▶ **WHAT IS REQUIRED**: Reproduce verbatim the final portion of the material below, from the line containing "Target: out-of-focus bud" through its last line, and nothing else.

◆ ◆ ◆ ◆ ◆ ◆ ◆

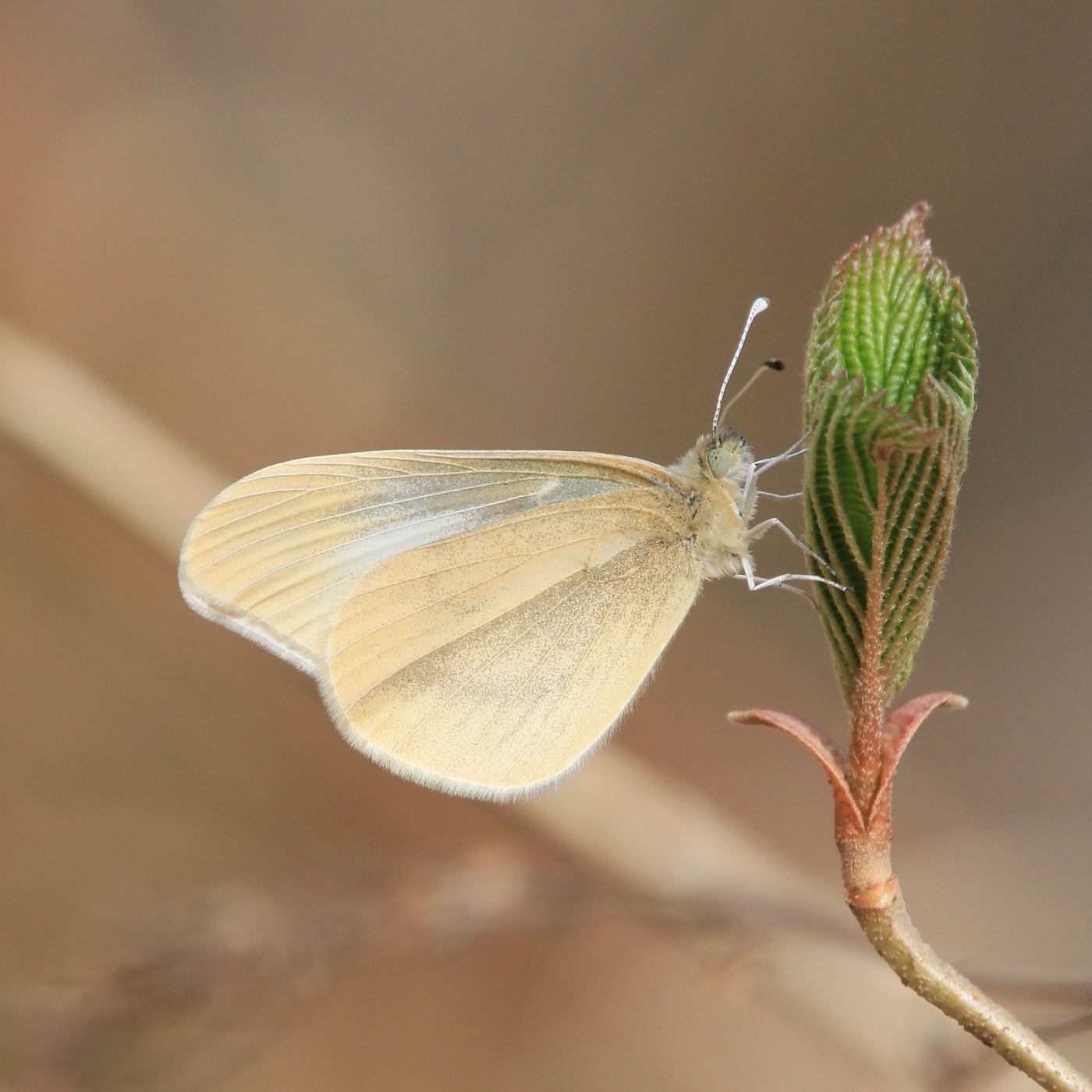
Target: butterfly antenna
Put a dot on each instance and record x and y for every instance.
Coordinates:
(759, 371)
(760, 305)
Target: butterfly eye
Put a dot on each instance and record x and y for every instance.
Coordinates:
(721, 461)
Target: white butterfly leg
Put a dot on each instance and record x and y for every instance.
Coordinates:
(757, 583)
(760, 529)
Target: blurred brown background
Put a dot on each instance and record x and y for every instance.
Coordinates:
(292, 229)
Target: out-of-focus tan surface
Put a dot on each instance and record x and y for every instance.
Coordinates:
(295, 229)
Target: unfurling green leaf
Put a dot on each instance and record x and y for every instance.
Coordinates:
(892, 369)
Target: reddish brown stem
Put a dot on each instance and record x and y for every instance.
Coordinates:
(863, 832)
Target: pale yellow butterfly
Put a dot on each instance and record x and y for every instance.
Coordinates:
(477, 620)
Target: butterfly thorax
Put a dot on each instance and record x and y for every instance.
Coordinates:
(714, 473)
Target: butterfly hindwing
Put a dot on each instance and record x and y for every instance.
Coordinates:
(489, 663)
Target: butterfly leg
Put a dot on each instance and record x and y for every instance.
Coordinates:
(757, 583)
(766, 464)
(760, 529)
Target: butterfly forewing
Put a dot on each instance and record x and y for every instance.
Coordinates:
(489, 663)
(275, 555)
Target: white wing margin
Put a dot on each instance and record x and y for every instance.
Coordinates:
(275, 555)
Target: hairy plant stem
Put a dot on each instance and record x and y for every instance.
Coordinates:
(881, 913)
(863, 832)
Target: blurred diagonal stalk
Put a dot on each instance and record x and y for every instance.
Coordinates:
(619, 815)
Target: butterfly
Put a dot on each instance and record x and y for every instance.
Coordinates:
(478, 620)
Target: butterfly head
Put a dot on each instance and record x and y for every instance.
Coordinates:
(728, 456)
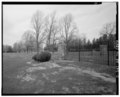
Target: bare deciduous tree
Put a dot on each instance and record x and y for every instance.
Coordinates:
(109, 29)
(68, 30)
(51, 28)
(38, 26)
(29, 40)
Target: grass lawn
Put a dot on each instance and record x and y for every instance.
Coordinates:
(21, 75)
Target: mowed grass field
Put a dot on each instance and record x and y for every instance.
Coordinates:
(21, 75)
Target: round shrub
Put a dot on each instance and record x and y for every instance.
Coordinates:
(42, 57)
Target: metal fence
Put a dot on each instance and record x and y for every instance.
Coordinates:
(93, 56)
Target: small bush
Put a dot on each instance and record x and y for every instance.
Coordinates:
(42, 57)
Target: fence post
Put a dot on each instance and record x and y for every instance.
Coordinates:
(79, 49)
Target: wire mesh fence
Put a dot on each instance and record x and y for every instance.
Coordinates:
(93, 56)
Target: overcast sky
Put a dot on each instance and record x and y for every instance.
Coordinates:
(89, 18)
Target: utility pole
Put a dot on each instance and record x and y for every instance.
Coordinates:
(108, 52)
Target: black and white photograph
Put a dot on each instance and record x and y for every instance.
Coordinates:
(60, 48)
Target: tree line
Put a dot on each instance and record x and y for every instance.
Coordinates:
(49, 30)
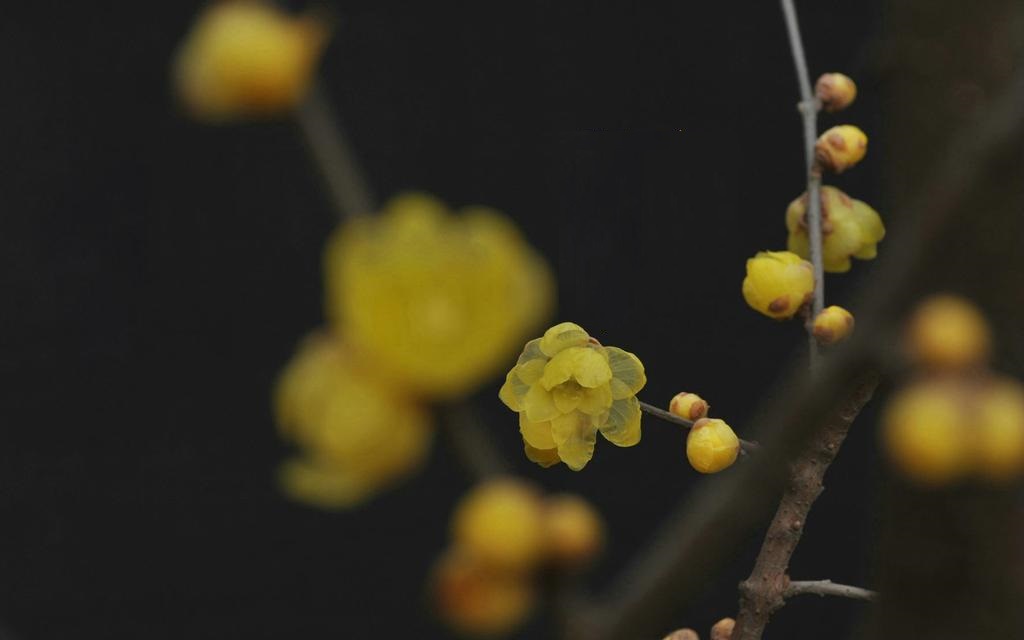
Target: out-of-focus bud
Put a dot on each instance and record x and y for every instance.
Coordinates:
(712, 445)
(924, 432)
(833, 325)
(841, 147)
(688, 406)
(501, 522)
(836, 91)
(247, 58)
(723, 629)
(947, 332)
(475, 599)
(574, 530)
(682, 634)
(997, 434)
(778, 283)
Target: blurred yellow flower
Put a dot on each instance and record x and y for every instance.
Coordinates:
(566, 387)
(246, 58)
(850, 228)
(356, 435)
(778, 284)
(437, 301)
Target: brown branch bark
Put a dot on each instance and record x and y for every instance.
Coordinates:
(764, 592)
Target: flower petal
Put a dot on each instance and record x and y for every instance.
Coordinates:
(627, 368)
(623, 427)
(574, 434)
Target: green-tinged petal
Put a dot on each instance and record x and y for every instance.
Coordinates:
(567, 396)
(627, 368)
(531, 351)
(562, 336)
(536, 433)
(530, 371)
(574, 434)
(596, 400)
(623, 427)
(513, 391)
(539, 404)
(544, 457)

◆ ◆ ◆ ◆ ◆ ◆ ◆

▶ **RESULT OF THE TASK**:
Target: out-of-focus bud
Put a dot on each instance and record x and y for every instance.
Coordinates:
(712, 445)
(924, 432)
(833, 325)
(841, 147)
(688, 406)
(501, 522)
(836, 91)
(247, 58)
(723, 629)
(947, 332)
(475, 599)
(574, 530)
(682, 634)
(997, 434)
(778, 283)
Target: blurred yellow flower
Put a dot on each instance and record x and y for every instance.
Coordinates:
(566, 387)
(246, 58)
(850, 228)
(356, 435)
(778, 284)
(437, 301)
Target: brown branch bark
Put a dot on each instance and record x and y for every instance.
Coordinates:
(764, 592)
Target: flower petal
Put a dot on each instance and record x and y for every instance.
Coordinates:
(627, 368)
(623, 427)
(574, 434)
Target: green-tinged petal
Put a dot on each instance and record x and y for every instance.
Coordinates:
(567, 396)
(627, 368)
(531, 351)
(562, 336)
(536, 433)
(530, 371)
(574, 434)
(596, 400)
(623, 427)
(513, 391)
(539, 404)
(544, 457)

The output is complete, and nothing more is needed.